----- SUPPLIED PASSAGE -----
[feature] add Sequence Parallelism support for offline training #366

uygnef · 2025-12-15T13:46:28Z

Motivation

This PR introduces Sequence Parallelism (SP) support for SpecForge training. The primary goal is to enable the training of models with significantly longer sequence lengths, which was previously limited by memory constraints on single GPUs.

Modifications

Implemented USP Support: Added support for Unified Sequence Parallelism (USP), integrating both Ring Attention and Ulysses attention mechanisms to handle long contexts efficiently.
Draft Model SP Group: Established a dedicated sequence parallel process group for the draft model to ensure correct communication and synchronization during distributed

Related Issues

#299

Accuracy Test

python tests/test_layers/test_decoder.py

for fp32, output diff less than 1e-5
for bf16, output diff less than 2e-2
grad diff is less than 1e-6

loss

train acc

Benchmark & Profiling

LIMIT

Suboptimal Loss Aggregation: Currently uses all_gather within the SP group. Will be optimized to local calculation + reduce_sum to save VRAM.
No Online Mode Support: Limited to offline mode. Online training requires resolving TP/SP size mismatches, managing large hidden states for data distribution, and modifying the gradient accumulation loop.
----- SOURCE MATERIAL -----
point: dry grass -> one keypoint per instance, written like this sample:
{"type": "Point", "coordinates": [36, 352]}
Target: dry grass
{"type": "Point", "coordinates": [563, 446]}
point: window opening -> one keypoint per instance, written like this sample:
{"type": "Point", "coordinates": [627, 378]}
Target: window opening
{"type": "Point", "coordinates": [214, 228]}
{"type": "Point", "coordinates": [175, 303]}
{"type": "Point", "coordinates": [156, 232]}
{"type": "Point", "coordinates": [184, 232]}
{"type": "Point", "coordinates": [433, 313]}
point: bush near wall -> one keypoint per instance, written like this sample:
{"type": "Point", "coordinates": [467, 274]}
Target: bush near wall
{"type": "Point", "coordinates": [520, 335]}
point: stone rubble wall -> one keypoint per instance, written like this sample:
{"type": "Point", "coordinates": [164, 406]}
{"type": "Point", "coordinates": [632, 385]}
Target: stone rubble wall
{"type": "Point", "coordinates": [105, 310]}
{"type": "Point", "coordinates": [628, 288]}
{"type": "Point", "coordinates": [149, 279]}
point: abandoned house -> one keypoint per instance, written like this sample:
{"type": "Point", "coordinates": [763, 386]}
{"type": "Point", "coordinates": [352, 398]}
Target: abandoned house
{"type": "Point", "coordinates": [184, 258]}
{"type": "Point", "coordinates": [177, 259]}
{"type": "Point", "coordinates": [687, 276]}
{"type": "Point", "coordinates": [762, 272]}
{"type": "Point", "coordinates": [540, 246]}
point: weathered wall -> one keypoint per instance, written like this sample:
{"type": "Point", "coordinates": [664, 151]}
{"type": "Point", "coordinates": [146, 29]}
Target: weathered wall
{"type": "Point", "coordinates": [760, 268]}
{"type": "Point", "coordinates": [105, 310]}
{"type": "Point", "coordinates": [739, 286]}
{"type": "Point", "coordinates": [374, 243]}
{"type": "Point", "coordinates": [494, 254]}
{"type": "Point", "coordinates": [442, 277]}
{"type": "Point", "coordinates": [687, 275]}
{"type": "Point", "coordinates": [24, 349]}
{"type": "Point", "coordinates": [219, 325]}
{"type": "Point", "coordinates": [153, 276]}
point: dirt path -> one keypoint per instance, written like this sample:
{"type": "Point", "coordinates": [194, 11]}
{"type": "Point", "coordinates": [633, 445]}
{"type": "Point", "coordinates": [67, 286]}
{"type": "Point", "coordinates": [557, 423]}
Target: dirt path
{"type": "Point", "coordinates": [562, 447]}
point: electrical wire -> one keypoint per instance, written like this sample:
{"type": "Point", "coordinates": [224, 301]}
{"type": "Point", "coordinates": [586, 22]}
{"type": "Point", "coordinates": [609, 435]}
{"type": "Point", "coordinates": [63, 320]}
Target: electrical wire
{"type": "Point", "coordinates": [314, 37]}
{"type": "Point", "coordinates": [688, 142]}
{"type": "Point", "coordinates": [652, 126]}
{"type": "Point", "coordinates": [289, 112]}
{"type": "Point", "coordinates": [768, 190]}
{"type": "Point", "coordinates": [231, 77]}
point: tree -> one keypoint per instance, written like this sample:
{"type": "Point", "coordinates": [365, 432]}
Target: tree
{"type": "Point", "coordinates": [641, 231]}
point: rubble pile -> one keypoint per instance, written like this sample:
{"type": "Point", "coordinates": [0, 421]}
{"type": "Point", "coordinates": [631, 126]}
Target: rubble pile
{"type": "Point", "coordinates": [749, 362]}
-----
- WHAT TO PRODUCE
From the pull request on sequence parallelism, reproduce everything from "Modifications" down to "long contexts efficiently." without changing a word.

- SOLUTION TO THIS PROBLEM
Modifications

Implemented USP Support: Added support for Unified Sequence Parallelism (USP), integrating both Ring Attention and Ulysses attention mechanisms to handle long contexts efficiently.